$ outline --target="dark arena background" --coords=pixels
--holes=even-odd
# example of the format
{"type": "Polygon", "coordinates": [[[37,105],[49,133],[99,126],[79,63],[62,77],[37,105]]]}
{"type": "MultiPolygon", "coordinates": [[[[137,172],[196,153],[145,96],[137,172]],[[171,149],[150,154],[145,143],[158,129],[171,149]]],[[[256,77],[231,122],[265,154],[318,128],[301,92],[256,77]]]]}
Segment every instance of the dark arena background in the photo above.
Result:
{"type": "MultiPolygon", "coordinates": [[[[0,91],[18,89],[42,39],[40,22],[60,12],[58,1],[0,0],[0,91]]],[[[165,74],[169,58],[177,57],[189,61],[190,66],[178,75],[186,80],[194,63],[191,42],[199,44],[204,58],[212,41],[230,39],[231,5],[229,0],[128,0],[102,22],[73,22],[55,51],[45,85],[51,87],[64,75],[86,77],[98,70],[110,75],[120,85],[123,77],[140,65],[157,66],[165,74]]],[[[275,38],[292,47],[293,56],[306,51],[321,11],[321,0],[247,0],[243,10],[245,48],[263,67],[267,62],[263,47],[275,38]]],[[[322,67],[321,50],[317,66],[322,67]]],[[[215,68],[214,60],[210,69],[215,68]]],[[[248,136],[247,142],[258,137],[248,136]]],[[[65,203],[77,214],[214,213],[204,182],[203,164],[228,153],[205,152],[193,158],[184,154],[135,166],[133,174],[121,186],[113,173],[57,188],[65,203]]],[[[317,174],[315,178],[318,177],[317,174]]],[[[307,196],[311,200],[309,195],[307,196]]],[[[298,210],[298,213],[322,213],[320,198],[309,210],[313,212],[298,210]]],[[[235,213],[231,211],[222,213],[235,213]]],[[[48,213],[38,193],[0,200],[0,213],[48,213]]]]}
------------------------------------
Reproduce every line of the entries above verbatim, character for character.

$ outline --target="dark arena background" --coords=pixels
--holes=even-odd
# example of the format
{"type": "Polygon", "coordinates": [[[37,105],[49,133],[99,126],[79,63],[62,77],[37,105]]]}
{"type": "MultiPolygon", "coordinates": [[[[137,172],[196,153],[145,96],[137,172]],[[171,149],[150,154],[145,143],[158,129],[171,149]]],[[[256,77],[231,122],[265,154],[318,128],[301,92],[256,77]]]]}
Segment every instance of the dark arena background in the photo above.
Result:
{"type": "MultiPolygon", "coordinates": [[[[0,91],[18,89],[42,39],[40,22],[60,12],[58,1],[0,0],[0,91]]],[[[165,74],[169,58],[177,57],[189,61],[190,66],[178,75],[186,80],[194,63],[191,42],[199,44],[204,58],[212,41],[230,39],[231,5],[229,0],[128,0],[102,22],[73,22],[55,51],[45,85],[51,87],[64,75],[86,77],[98,70],[110,75],[120,85],[123,77],[140,65],[157,66],[165,74]]],[[[275,38],[292,47],[293,56],[306,51],[321,11],[321,0],[247,0],[243,10],[245,48],[263,67],[267,62],[263,47],[275,38]]],[[[322,67],[321,50],[317,66],[322,67]]],[[[215,68],[214,60],[210,69],[215,68]]],[[[248,136],[247,142],[258,137],[248,136]]],[[[65,203],[77,214],[214,213],[204,182],[203,164],[228,153],[205,152],[193,158],[184,154],[135,166],[133,174],[121,186],[113,173],[57,188],[65,203]]],[[[317,174],[315,178],[318,177],[317,174]]],[[[307,196],[311,200],[309,195],[307,196]]],[[[298,210],[298,213],[322,213],[320,198],[309,210],[313,212],[298,210]]],[[[235,213],[231,211],[222,213],[235,213]]],[[[48,213],[38,193],[0,200],[0,213],[48,213]]]]}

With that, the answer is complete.